--- Begin Extract ---
Former House Minority Leader the Hon. Dick Gephardt was in Seattle last week on several accounts -- a victory lap for his mediation of the Boeing strike, a business seminar for the DC law firm where he hangs his hat, and a funder for Rep. Jim McDermott's Legal Expense Trust. [We'll hear more on this as Boehner v McDermott reaches critical junctures in DC Circuit Court of Appeals, and in the political arena as some of the original cast of heavies -- Gingrich, DeLay, Boehner -- prepare to test their chops in an XTREME ETHICS Cage Match Spectacular: "Moral Equivalence" .]
At this odd-couple tag-team appearance -- "Baghdad Jim" McDermott and "Rose Garden Richard" Gephardt -- the inevitable question was voiced: "Why did you support Bush on the Iraq War, and what would you do differently now?".
Rep. Gephardt's response is reproduced here from my verbatim notes, with his confirmation and concurrence, as a perspective that deserves attention both to fill gaps in the first draft of history and to smooth cracks in the road to progressive political unity.
[Rep. Gephardt's public remarks indented. Verbatim quotes in italics. Paraphase and imprecise quotes, non-italic. Timelines as provided by Rep. Gephardt. Context and analysis mine, outdent, including key items of interpretive speculation discussed prior with Rep. Gephardt.]
2001-09-12, the White House, a bipartisan leadership meeting:
GEPHARDT to BUSH: "We have to trust each other. You have to trust us, and we have to trust you."
These sentiments were repeated in public comment that evening by Senate Majority Leader Tom Daschle.
--- End Extract ---
Stated problem A → Can you repeat, word for word, the stretch of the rows below from the line containing "Kindly outline every instance of the bird's" through the final row?
The rows below have no connection to the text about Gephardt.
--- Begin Supplied entries ---
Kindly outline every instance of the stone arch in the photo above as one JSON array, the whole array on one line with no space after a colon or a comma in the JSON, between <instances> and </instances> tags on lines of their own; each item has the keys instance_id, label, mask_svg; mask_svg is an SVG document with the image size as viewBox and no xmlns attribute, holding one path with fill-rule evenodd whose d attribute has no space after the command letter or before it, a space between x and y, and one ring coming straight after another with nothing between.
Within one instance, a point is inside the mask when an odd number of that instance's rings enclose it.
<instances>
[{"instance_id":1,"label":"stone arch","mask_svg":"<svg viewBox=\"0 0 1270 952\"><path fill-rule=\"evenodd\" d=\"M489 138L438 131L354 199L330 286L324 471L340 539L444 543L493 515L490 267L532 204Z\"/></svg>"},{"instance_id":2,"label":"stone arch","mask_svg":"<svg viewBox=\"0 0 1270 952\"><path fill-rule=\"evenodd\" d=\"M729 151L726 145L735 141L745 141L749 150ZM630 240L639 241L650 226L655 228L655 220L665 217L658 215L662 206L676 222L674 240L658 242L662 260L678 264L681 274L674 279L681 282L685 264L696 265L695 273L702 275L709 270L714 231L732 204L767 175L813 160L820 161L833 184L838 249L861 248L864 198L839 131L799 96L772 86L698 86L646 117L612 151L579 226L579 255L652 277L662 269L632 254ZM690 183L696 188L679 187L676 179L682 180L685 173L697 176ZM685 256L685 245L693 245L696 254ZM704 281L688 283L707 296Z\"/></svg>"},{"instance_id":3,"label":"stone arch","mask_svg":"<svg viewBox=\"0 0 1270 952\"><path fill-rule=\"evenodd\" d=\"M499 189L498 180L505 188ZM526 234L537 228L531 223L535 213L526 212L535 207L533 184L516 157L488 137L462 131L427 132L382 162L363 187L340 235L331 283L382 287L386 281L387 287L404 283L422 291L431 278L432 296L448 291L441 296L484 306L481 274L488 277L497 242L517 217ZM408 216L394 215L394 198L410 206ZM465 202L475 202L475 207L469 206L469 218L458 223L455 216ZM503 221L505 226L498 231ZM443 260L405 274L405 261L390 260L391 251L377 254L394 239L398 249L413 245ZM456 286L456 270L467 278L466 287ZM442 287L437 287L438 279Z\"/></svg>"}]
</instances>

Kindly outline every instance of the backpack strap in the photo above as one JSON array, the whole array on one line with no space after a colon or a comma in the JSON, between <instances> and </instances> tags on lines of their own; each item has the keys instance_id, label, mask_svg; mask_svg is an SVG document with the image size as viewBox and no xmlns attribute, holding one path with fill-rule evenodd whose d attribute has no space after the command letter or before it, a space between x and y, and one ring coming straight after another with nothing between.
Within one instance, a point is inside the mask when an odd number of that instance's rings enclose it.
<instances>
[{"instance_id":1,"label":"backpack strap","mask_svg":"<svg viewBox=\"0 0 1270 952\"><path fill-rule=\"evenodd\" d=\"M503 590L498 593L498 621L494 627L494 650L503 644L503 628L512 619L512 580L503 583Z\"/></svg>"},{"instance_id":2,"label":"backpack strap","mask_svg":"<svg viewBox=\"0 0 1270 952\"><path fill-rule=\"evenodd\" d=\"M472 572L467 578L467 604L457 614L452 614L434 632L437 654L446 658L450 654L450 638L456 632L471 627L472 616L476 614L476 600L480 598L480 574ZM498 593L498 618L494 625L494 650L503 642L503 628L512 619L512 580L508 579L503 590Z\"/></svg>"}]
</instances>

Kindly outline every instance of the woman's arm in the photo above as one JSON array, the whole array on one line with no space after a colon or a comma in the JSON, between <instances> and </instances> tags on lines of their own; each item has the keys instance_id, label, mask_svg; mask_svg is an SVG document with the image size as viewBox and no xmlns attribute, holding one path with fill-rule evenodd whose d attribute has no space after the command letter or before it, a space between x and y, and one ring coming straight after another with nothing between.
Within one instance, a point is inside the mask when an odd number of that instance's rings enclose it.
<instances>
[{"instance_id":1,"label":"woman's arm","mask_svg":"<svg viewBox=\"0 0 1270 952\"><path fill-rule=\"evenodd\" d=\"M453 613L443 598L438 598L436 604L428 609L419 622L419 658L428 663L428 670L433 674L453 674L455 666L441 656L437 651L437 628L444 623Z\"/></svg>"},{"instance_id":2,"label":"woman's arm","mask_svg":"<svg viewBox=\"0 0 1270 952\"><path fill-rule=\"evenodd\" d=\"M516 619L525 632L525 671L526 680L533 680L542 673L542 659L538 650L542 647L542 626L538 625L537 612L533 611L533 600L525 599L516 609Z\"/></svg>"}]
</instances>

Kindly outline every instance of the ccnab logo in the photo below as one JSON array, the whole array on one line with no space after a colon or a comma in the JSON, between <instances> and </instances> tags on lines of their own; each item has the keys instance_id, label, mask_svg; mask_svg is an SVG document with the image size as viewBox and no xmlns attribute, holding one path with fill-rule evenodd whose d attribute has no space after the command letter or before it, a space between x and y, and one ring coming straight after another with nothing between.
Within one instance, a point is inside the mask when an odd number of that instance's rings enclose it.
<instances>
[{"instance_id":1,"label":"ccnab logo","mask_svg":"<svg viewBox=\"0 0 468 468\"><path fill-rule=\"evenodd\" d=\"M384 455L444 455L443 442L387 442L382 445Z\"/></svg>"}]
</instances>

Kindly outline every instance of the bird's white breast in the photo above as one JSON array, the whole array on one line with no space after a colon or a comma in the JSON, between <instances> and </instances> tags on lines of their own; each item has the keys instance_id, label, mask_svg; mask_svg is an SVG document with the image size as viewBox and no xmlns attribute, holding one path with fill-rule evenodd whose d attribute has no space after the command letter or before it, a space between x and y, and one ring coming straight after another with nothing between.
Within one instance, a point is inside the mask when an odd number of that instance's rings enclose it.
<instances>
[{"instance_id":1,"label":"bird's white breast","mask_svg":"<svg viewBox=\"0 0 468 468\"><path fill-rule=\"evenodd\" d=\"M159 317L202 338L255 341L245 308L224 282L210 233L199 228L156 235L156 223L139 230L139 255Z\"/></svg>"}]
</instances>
--- End Supplied entries ---
Stated problem B → Could you copy, word for word, the stretch of the Gephardt piece above from "[Rep. Gephardt's public" through "Leader Tom Daschle."?

Correct answer A →
Kindly outline every instance of the bird's white breast in the photo above as one JSON array, the whole array on one line with no space after a colon or a comma in the JSON, between <instances> and </instances> tags on lines of their own; each item has the keys instance_id, label, mask_svg; mask_svg is an SVG document with the image size as viewBox and no xmlns attribute, holding one path with fill-rule evenodd whose d attribute has no space after the command letter or before it, a space between x and y, and one ring coming straight after another with nothing between.
Within one instance, a point is inside the mask when an odd number of that instance's rings enclose it.
<instances>
[{"instance_id":1,"label":"bird's white breast","mask_svg":"<svg viewBox=\"0 0 468 468\"><path fill-rule=\"evenodd\" d=\"M159 317L202 338L255 341L245 308L224 282L210 233L199 228L156 235L156 223L139 230L139 255Z\"/></svg>"}]
</instances>

Correct answer B →
[Rep. Gephardt's public remarks indented. Verbatim quotes in italics. Paraphase and imprecise quotes, non-italic. Timelines as provided by Rep. Gephardt. Context and analysis mine, outdent, including key items of interpretive speculation discussed prior with Rep. Gephardt.]
2001-09-12, the White House, a bipartisan leadership meeting:
GEPHARDT to BUSH: "We have to trust each other. You have to trust us, and we have to trust you."
These sentiments were repeated in public comment that evening by Senate Majority Leader Tom Daschle.